TRECHO DE TEXTO

A situação é mais grave nas Diretorias Regionais de Ensino de Itaquera, na zona leste, com 2 mil estudantes sem vaga. Assim como Santo Amaro, na zona sul, com outros 1.300 alunos excluídos. A frequência escolar é obrigatória e as matriculas no ensino fundamental devem ser compartilhadas entre estados e municípios, conforme a Constituição.

E a solução?

A coordenadora da Campanha Nacional pelo Direito à Educação (CNDE), Andressa Pellanda, destaca que, independentemente da causa para essa falta de vagas, estado e município precisam apresentar uma solução o mais breve possível.

“É de corresponsabilidade da capital e do estado a garantia dessas vagas para as 14 mil crianças que não conseguiram matrícula no primeiro ano do ensino fundamental. A gente precisa apurar qual o motivo de faltarem essas vagas em uma etapa que não tinha esse problema há anos. Se realmente foi por uma política de ampliação de matrículas em educação integral, por parte do Estado, e sem planejamento sobre a necessidade de expansão concomitante de infraestrutura, o estado vai ser responsável por resolver o problema provocado em consequência desse não planejamento. E, de toda forma, vão ser necessários investimentos e cooperação também em termos de financiamento para resolver a questão. O que não pode é ter crianças fora da escola”, contesta.

As secretarias da Educação estadual e municipal informaram apenas estar trabalhando nos casos. Mas não apresentaram um prazo para que as crianças voltem a frequentar a escola. Além do problema de má gestão entre Doria e Nunes, o Censo Escolar, produzido pelo Instituto Nacional de Estudos e Pesquisas Educacionais (Inep), traz outros resultados preocupantes. 

Evasão escolar já é um problema

O documento mostra que 653 mil crianças de até 5 anos abandonaram a escola nos últimos dois anos, em meio à pandemia de coronavírus. De acordo com o Inep, a maior redução de matrículas se deu nas creches, com queda de 9% entre 2019 e 2021. Na rede privada a queda foi de 21,6%, enquanto na rede pública foi de 2,3%. Na pré-escola, que atende crianças de 4 a 5 anos e já é uma etapa com matrícula obrigatória, a redução foi de 6%. Com queda de 25,6% na rede privada e de 1,3% na pública. 

Andressa considera grave que essas crianças tenham abandonado a escola e avalia que será preciso um tempo maior para recuperar a perda que essa situação vai causar no desenvolvimento delas.

REGISTROS DE DADOS
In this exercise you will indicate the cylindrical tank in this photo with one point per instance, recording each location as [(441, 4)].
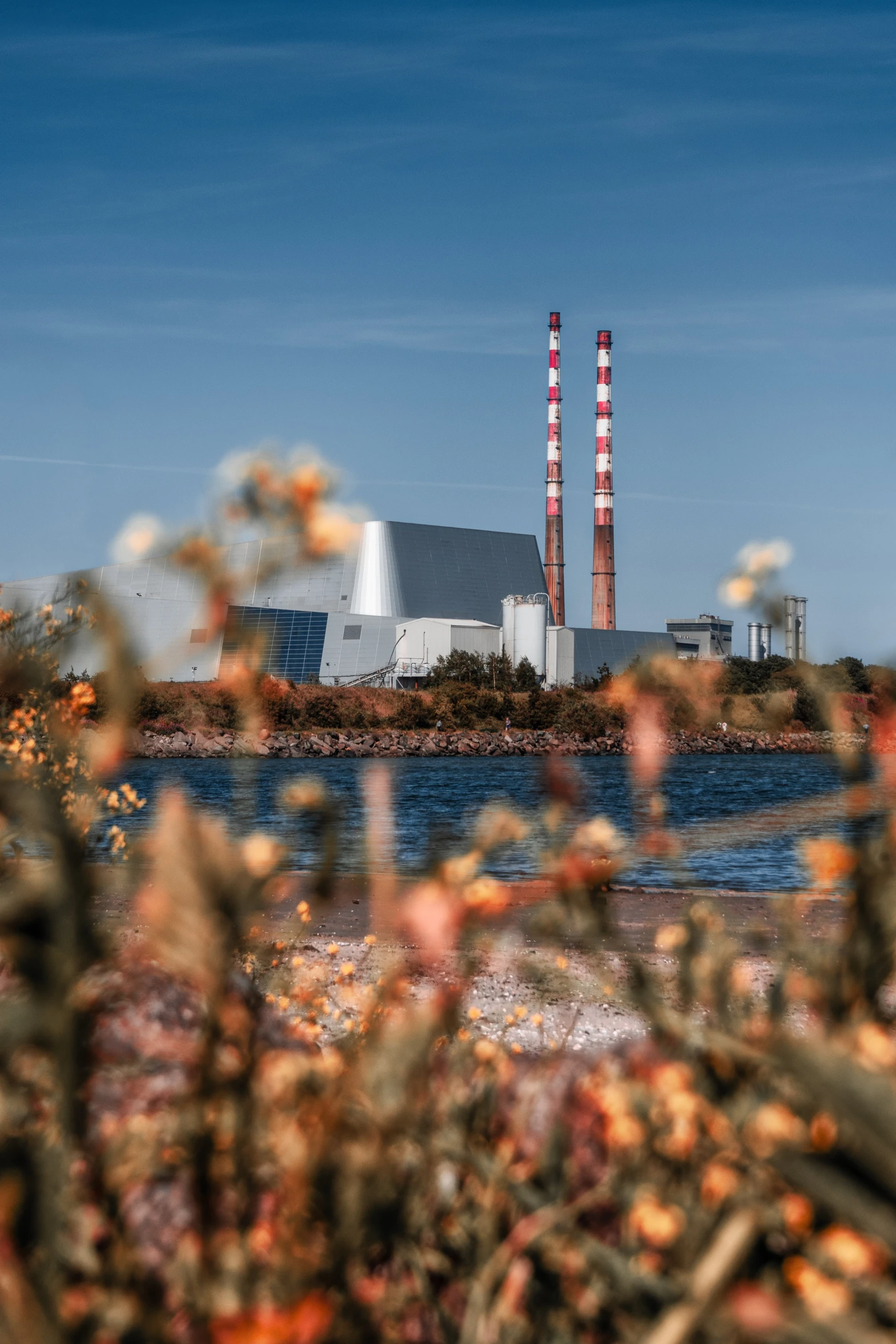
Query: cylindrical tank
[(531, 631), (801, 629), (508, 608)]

--

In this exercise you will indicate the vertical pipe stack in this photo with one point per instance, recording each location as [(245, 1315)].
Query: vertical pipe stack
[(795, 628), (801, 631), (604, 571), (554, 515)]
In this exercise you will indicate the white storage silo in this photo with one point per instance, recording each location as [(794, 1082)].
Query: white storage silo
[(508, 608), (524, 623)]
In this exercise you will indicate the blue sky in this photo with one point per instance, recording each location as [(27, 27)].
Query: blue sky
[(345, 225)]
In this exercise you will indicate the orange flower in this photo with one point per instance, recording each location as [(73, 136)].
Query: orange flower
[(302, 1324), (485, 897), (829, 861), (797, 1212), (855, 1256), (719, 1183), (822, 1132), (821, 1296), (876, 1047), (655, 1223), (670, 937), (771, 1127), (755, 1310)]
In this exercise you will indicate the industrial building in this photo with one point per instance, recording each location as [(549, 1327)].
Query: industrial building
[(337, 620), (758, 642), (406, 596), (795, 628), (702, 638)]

INSTRUÇÕES DE TRABALHO
1: De acordo com o texto sobre a falta de vagas escolares, quantos estudantes estão sem vaga na Diretoria Regional de Ensino de Itaquera?
2: Copie do texto sobre a falta de vagas escolares o trecho entre "Evasão escolar já" e "no desenvolvimento delas.", incluindo esses dois pontos.
3: Dê continuidade ao texto sobre a falta de vagas escolares a partir do ponto em que ele termina.
As entradas formam um material separado, sem relação com o texto.

RESPOSTAS POR ITEM
1: 2 mil estudantes.

2:
Evasão escolar já é um problema

O documento mostra que 653 mil crianças de até 5 anos abandonaram a escola nos últimos dois anos, em meio à pandemia de coronavírus. De acordo com o Inep, a maior redução de matrículas se deu nas creches, com queda de 9% entre 2019 e 2021. Na rede privada a queda foi de 21,6%, enquanto na rede pública foi de 2,3%. Na pré-escola, que atende crianças de 4 a 5 anos e já é uma etapa com matrícula obrigatória, a redução foi de 6%. Com queda de 25,6% na rede privada e de 1,3% na pública. 

Andressa considera grave que essas crianças tenham abandonado a escola e avalia que será preciso um tempo maior para recuperar a perda que essa situação vai causar no desenvolvimento delas.

3:
“Isso é grave porque as crianças pequenas precisam não somente de cuidados específicos como também de uma educação que incentive seu desenvolvimento. É uma faixa etária que tem um impacto de desenvolvimento integral que vai impactar todos os outros momentos de vida dessa criança. É claro que isso não é irreversível, a gente acredita na garantia do direito de forma plena para outras etapas da educação que podem reverter isso, são seres humanos complexos. Mas vai demorar um pouco para conseguir recuperar esse impacto no desenvolvimento dessas crianças”, pontua a coordenadora da CNDE.

Prejuízos sociais

A especialista também afirma que os prejuízos desse abandono escolar são ainda mais amplos, com consequente aprofundamento nas desigualdades sociais e de gênero. “Vale lembrar que a educação infantil e a escola, de forma geral, são espaços de proteção das crianças e adolescentes. E para a primeira etapa da educação, na educação infantil, é também um espaço que permite o desenvolvimento de profissões no mercado de trabalho das mães que são geralmente as que ficam responsáveis por crianças pequenas. E, com a inviabilidade de colocar a criança na creche, isso também impacta numa desigualdade gênero muito grande no mercado de trabalho e todas as esferas de socialização da mulher. O impacto não é só para a criança pequena, mas para a mãe e toda a sociedade”, adverte.

Essa evasão afasta ainda mais o Brasil do cumprimento do Plano Nacional de Educação. O PNE prevê que 50% das crianças de zero a 3 anos estejam matriculadas em creches até 2024. O número mais recente, de 2019, indicava que apenas 35% das crianças dessa faixa etária estavam matriculadas.